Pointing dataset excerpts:
════

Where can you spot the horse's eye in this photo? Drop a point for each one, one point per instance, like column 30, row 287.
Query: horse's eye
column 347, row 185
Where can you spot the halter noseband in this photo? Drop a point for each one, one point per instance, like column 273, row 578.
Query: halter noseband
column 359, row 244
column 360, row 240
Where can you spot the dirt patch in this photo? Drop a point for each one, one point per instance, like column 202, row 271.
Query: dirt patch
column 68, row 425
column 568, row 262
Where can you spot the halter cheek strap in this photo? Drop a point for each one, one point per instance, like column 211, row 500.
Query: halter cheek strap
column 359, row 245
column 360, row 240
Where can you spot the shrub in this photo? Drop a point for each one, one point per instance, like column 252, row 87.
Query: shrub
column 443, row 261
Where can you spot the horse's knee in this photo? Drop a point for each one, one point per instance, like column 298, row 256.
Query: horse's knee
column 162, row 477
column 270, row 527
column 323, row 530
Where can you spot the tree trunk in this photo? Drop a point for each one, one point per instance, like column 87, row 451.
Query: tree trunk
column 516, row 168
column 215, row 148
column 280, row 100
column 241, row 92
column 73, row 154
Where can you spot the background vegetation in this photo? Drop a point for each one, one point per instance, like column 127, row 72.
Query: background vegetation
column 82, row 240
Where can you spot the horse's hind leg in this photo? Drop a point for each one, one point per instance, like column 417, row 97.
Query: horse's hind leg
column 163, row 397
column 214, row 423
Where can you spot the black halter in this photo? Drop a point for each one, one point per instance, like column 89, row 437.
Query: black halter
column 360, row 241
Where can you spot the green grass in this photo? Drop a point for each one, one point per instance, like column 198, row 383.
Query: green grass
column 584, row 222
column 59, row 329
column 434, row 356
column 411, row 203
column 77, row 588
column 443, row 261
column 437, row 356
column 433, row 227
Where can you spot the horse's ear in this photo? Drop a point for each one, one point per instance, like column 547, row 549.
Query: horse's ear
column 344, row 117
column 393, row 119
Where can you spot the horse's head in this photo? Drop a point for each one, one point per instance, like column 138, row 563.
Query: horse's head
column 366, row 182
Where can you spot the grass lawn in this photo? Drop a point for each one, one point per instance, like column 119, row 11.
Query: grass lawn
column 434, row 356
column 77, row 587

════

Print the stretch of the records from the line containing "Where can you spot the green" through the final line, copying every line verbatim.

» COMPLETE ANSWER
Where can you spot the green grass in this photo? Drop a point for each one, one point per instance, like column 198, row 383.
Query: green grass
column 584, row 222
column 59, row 329
column 434, row 356
column 411, row 203
column 77, row 588
column 443, row 261
column 437, row 356
column 433, row 227
Where can you spot the horse's ear in this photo? Drop a point for each one, one point per instance, like column 547, row 549.
Query: horse's ear
column 344, row 117
column 393, row 119
Where can you spot the horse's head in this photo? Drop a point for each one, one point per instance, like column 138, row 563.
Query: horse's head
column 366, row 182
Where can you spot the grass lawn in this photo? Drop a point for each one, one point per instance, like column 119, row 11.
Query: grass lawn
column 434, row 356
column 77, row 587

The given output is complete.